● DATA FOR PROCESSING
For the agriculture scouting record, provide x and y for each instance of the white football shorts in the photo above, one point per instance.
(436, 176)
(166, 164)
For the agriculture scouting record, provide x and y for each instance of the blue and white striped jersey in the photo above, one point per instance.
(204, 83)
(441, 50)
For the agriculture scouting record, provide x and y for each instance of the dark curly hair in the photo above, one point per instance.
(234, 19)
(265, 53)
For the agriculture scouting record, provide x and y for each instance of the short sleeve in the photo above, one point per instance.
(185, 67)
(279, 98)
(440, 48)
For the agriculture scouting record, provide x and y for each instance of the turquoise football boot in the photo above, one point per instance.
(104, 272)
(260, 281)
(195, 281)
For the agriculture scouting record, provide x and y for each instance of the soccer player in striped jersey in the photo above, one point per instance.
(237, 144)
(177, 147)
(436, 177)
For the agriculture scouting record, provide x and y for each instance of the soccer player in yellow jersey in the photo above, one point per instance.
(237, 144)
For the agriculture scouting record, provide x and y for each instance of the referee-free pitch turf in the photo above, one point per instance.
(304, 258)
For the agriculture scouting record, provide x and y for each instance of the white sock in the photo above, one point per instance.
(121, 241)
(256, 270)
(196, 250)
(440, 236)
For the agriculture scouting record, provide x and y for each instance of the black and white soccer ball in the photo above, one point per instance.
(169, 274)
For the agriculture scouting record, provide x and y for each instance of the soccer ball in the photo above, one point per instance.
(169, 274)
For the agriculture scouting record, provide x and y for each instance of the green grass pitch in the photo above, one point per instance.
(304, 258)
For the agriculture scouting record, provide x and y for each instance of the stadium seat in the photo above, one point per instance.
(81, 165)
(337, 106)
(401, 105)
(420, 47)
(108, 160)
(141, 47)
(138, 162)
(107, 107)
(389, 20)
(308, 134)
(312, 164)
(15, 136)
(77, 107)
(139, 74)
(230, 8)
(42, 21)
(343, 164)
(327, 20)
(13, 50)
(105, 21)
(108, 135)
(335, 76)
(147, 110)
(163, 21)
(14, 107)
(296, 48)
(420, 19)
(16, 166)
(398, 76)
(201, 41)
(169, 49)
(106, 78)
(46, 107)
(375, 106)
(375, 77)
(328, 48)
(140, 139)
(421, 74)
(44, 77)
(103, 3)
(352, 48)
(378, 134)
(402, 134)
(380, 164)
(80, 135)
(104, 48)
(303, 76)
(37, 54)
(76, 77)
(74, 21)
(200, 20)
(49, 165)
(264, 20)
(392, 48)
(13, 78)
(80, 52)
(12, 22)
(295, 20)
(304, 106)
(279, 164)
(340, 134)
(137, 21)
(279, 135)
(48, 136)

● WHAT NEEDS TO BE DONE
Look above for the line that contains "of the turquoise". That line and every line after it through the end of the data must be written out exactly, with nothing else.

● RESPONSE
For the agriculture scouting record, provide x and y for each instance of the turquoise football boot in the photo above, one point per instance.
(104, 272)
(260, 281)
(195, 281)
For the agriculture scouting record, provide x and y for each instance of the soccer player in striped jersey in the photo above, one point per instance.
(237, 144)
(177, 147)
(436, 177)
For the agriculture scouting record, provide x and y for each instance of the soccer player in yellow jersey in the photo above, one point per instance.
(237, 144)
For the agriculture scouting record, provide x and y for each instance of the referee-free pitch turf in the photo above, one point per instance.
(304, 258)
For the agriculture scouting record, provide x and y for each instance of the white sock in the photo above, one point per instance.
(121, 241)
(256, 270)
(196, 250)
(440, 236)
For the agriculture scouting record, provide x and y for each instance of the black and white soccer ball in the photo above, one point per instance.
(169, 274)
For the agriculture scouting record, provide x and y for each instance of the soccer ball in the photo above, one point per instance.
(169, 274)
For the agriculture scouting record, provide x and y for each instance of the green grass pitch in the photo above, one point per instance.
(304, 258)
For the agriculture scouting record, provide x and y for each instance of the stadium seat in the photo above, one point per instance.
(81, 165)
(337, 106)
(401, 105)
(420, 47)
(108, 160)
(141, 47)
(138, 162)
(107, 107)
(389, 20)
(308, 134)
(312, 164)
(15, 136)
(77, 107)
(139, 74)
(230, 8)
(42, 21)
(343, 164)
(327, 20)
(13, 50)
(105, 21)
(108, 135)
(335, 76)
(147, 110)
(163, 21)
(14, 107)
(296, 48)
(420, 19)
(16, 166)
(398, 76)
(201, 41)
(169, 49)
(106, 78)
(46, 107)
(375, 106)
(375, 77)
(328, 48)
(140, 139)
(421, 74)
(44, 77)
(103, 3)
(352, 48)
(378, 134)
(402, 134)
(380, 164)
(80, 135)
(104, 48)
(303, 76)
(37, 54)
(76, 77)
(74, 21)
(200, 20)
(49, 165)
(264, 20)
(392, 48)
(13, 78)
(80, 52)
(12, 22)
(295, 20)
(304, 106)
(279, 164)
(340, 134)
(137, 21)
(279, 135)
(48, 136)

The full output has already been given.